(Data extracts)
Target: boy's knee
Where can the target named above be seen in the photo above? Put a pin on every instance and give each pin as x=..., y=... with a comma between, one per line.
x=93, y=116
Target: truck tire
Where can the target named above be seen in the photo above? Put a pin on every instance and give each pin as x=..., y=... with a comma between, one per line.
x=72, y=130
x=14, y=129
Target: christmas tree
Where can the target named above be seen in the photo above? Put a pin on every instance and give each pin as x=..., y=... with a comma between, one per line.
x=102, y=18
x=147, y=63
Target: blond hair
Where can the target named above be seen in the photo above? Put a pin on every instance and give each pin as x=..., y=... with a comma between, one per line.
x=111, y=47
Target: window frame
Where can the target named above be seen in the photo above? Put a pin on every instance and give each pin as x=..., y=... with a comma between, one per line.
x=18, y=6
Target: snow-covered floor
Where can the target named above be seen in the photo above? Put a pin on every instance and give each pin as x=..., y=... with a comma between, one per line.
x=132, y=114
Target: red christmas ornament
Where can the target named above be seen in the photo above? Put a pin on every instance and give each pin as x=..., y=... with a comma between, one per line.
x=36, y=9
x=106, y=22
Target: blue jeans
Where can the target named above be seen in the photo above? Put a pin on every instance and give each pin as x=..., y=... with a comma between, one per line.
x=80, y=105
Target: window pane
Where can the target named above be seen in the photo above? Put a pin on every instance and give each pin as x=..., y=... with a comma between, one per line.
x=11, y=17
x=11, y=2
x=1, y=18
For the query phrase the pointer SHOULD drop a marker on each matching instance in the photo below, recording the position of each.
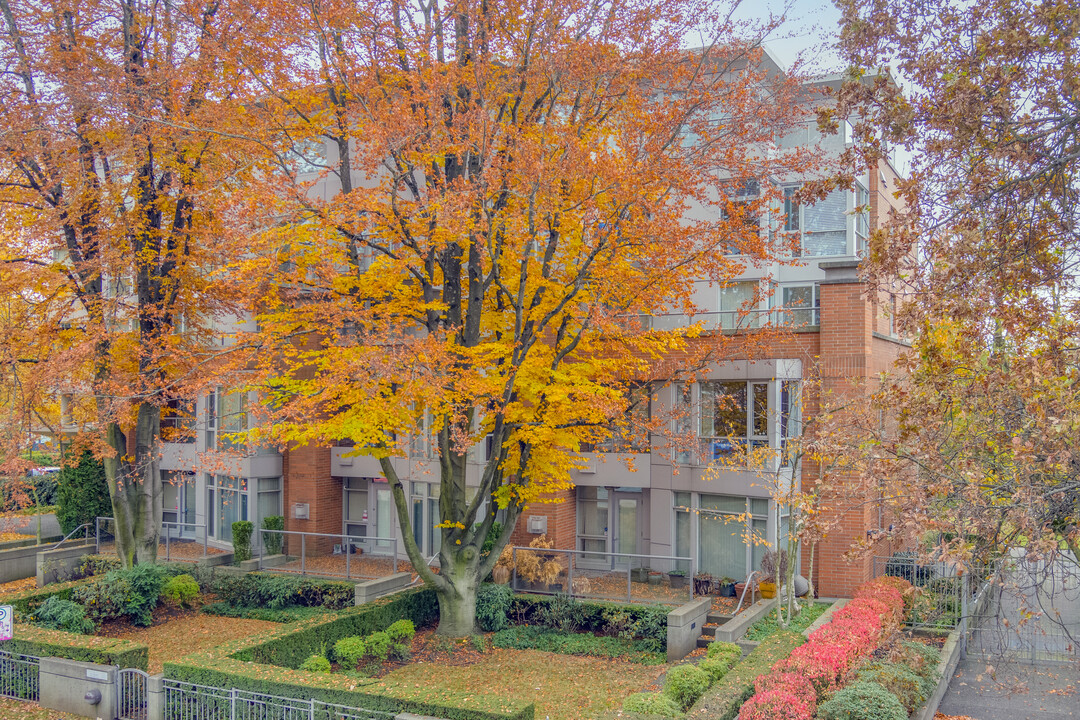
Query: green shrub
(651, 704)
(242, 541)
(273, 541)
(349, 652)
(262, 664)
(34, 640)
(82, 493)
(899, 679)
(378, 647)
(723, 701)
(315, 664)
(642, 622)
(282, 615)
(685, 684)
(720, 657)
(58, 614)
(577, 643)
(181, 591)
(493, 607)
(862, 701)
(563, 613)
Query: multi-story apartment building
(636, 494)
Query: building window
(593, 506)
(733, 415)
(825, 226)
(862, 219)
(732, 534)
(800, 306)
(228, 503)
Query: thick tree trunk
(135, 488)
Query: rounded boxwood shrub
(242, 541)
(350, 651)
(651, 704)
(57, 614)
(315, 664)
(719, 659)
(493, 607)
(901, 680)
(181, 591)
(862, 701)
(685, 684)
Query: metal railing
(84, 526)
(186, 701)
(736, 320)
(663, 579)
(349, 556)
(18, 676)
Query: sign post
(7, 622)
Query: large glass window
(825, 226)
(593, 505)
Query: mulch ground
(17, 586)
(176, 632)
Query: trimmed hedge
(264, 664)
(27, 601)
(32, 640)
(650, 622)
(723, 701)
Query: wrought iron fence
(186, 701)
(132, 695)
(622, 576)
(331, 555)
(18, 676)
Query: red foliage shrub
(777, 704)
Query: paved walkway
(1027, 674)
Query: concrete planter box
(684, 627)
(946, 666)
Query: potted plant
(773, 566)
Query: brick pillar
(End Data extracts)
* Your assignment: Retype, exactly as written, each line from the one containing "Query: sign post" through the last line of the listing above, and leave out all other lines.

* Task solution:
Query: sign post
(7, 622)
Query: large glass window
(825, 226)
(593, 505)
Query: mulch ground
(17, 586)
(176, 632)
Query: trimmed hedge
(264, 664)
(27, 601)
(32, 640)
(650, 622)
(723, 701)
Query: wrought iron fence
(186, 701)
(132, 695)
(622, 576)
(331, 555)
(18, 676)
Query: red foliage shrub
(777, 704)
Query: paved walkway
(1027, 674)
Query: concrete planter box
(684, 627)
(946, 666)
Query: potted plant
(773, 566)
Query: brick pillar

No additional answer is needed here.